Reproduce exactly the lines below, from the first through the one containing "of the fallen", and nothing more.
[Available records]
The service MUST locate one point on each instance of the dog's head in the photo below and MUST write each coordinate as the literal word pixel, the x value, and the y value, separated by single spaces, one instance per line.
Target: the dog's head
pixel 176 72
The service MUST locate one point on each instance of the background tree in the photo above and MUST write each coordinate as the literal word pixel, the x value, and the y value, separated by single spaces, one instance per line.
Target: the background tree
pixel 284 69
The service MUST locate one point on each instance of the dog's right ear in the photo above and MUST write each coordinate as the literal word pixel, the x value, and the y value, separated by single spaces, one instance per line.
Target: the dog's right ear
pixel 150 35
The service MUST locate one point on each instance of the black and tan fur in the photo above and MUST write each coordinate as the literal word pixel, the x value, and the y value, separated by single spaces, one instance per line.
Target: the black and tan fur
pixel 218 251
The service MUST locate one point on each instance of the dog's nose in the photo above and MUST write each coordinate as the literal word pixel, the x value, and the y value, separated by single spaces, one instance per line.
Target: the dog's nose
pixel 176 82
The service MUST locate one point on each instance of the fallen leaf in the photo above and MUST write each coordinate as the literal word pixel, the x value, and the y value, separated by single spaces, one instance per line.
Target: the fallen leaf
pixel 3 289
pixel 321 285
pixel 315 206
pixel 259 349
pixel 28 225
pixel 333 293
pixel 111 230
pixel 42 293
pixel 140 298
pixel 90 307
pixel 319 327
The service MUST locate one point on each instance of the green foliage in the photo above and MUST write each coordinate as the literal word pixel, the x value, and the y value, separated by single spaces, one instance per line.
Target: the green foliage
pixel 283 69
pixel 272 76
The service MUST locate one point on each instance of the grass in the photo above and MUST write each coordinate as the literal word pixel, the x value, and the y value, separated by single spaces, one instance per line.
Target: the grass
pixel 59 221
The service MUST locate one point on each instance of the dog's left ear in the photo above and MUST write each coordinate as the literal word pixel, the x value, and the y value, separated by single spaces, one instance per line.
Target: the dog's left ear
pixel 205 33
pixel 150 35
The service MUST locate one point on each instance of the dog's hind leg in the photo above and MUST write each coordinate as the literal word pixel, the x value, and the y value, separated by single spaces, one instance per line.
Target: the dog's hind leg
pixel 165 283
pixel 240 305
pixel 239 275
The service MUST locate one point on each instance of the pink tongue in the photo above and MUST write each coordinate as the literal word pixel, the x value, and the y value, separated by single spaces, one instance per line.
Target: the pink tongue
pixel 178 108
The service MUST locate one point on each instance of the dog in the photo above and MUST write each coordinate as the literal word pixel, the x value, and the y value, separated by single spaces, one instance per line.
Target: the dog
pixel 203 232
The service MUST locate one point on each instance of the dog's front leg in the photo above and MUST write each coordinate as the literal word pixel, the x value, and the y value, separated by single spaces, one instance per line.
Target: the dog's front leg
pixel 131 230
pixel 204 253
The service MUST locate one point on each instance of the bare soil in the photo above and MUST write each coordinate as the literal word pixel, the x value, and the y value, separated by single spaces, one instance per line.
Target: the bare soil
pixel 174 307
[/Available records]
**Output for this task**
The service MUST locate one point on each instance of the dog's head in the photo below and MUST write each coordinate as the literal word pixel, the x value, and the y value, separated by single spaces, one instance per line.
Target: the dog's head
pixel 176 72
The service MUST locate one point on each instance of the background tree in the photo above and MUST write each coordinate as the literal word pixel, the x value, and the y value, separated by single spaces, one instance per line.
Target: the background tree
pixel 284 69
The service MUST locate one point on each instance of the dog's right ear in the photo above and MUST write each coordinate as the literal word pixel, the x value, and the y value, separated by single spaces, one instance per line.
Target: the dog's right ear
pixel 150 35
The service MUST locate one point on each instance of the black and tan fur in the photo above and MUST write each coordinate as the literal word pixel, the x value, and the y value, separated by single spaces, one instance per line.
Target: the black and tan fur
pixel 218 251
The service MUST locate one point on each instance of the dog's nose in the photo above and MUST write each coordinate as the literal word pixel, the x value, and the y value, separated by single spaces, one instance per line.
Target: the dog's nose
pixel 176 82
The service MUST locate one point on each instance of the fallen leaf in the photo above and MUST write each coordinate as the literal word pixel, the x value, and the y value, separated by single spaces, one instance per line.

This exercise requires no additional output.